• [Tekstfragment]

***

Wie in de orthodox reformatorische zuil is grootgebracht, zal de eerste vraag in de titel herkennen. Wie Maarten ’t Hart’s mooie boek ‘Een vlucht regenwulpen’ gelezen heeft, herkent hem ook. De vraag is afkomstig uit een leerboekje, de Heidelbergse Catechismus, opgesteld in 1563 door twee Duitse protestestantse dominees, De Beer en Olijf. In dit boekje worden in 52 ‘zondagen’, in de vorm van vraag en antwoord, de kernthema’s van het traditionele reformatorische geloof behandeld. Mensen van mijn leeftijd met een gereformeerde opvoeding zullen zich herinneren, hoe vroeger in de kerkelijke avonddiensten deze 'zondagen' systematisch bepreekt werden. Didactisch gezien is de Heidelberger een knap ontwerp. Doordeweeks besproken tijdens de catechisatie, zondags in de avonddiensten, maakte het, dat de reformatorische dogmatiek stevig kon landen in gereformeerde hoofden. Ook in veel gereformeerde harten trouwens!

***

Fragment uit de dataset:

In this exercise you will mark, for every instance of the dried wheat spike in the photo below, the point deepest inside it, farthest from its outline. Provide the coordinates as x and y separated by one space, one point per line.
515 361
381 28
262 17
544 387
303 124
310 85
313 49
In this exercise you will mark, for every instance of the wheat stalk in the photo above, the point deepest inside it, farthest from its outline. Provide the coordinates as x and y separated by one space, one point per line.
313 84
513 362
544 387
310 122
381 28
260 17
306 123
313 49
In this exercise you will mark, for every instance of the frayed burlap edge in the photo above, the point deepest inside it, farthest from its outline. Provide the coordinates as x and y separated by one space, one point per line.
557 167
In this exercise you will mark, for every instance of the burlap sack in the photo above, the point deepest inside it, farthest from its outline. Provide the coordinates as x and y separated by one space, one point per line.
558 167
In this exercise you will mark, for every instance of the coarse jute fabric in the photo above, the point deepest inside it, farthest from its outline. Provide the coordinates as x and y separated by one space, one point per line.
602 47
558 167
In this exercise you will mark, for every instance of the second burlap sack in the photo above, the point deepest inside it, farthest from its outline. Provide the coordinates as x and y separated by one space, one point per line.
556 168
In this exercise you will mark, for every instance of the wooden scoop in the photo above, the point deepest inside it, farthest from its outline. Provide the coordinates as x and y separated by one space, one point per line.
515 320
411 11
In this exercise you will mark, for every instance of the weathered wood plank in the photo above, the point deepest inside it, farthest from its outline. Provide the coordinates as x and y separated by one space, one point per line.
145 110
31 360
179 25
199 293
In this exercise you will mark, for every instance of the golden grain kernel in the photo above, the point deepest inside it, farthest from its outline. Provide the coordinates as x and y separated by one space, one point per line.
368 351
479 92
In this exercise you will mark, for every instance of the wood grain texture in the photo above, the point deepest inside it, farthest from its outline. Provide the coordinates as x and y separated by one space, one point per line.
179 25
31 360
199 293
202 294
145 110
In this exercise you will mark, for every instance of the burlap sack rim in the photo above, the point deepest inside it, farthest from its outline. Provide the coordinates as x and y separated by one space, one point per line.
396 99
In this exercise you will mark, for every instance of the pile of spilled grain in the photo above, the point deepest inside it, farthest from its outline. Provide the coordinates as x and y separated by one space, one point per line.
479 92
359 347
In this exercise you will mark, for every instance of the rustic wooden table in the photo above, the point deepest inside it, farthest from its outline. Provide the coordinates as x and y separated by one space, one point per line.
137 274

***

• [Doelen]
1) Vervang "rustic wooden table" door "old farmhouse table" in de rijen vanaf de rij met "burlap sack rim" tot en met de laatste rij, en geef die rijen verder ongewijzigd opnieuw weer.
2) Zet de tekst over de Heidelbergse Catechismus voort vanaf het punt waar die eindigt.

• [Antwoorden per opdracht]
1)
In this exercise you will mark, for every instance of the burlap sack rim in the photo above, the point deepest inside it, farthest from its outline. Provide the coordinates as x and y separated by one space, one point per line.
396 99
In this exercise you will mark, for every instance of the pile of spilled grain in the photo above, the point deepest inside it, farthest from its outline. Provide the coordinates as x and y separated by one space, one point per line.
479 92
359 347
In this exercise you will mark, for every instance of the old farmhouse table in the photo above, the point deepest inside it, farthest from its outline. Provide the coordinates as x and y separated by one space, one point per line.
137 274

2)
Zondag 10 snijdt een van de moeilijkste vragen voor elk gelovig mens aan. Hoe kunnen we slopende ziekten, natuurrampen, oorlogsleed en hongersnood rijmen met de belijdenis van een liefdevolle hemelse Vader die alles in de hand heeft? Die ‘erin voorziet’? De schrijvers van de Catechismus zoeken hun troost in de gedachte dat, hoe ellendig het leven ook kan uitpakken, niets bij toeval geschiedt, maar dat alles door Gods vaderlijke hand beschikt wordt. En de nadruk ligt daarbij op ‘vaderlijk’.
Ik behoor - vermoedelijk met zeer velen - tot de hedendaagse gelovigen die de goede bedoelingen van deze traditionele leer over Gods voorzienigheid oprecht willen waarderen, maar er tegelijkertijd zelf geen kant meer mee op kunnen noch willen.
God en Auschwitz (en vul voor Auschwitz elke andere gruwel in) zijn twee woorden die elkaar niet verdragen, als we blijven uitgaan van een traditionele opvatting van de Providentie.
Reden waarom in veel theologie na Auschwitz is gekozen voor het beeld van een meelijdende God. Daarbij wordt in joodse theologie bijvoorbeeld verwezen naar een woord van de profeet Jesaja: “In al hun benauwdheden was ook Hij benauwd”. Christenen verwijzen naar Christus als de weerloze, de lijdende, het ultieme slachtoffer.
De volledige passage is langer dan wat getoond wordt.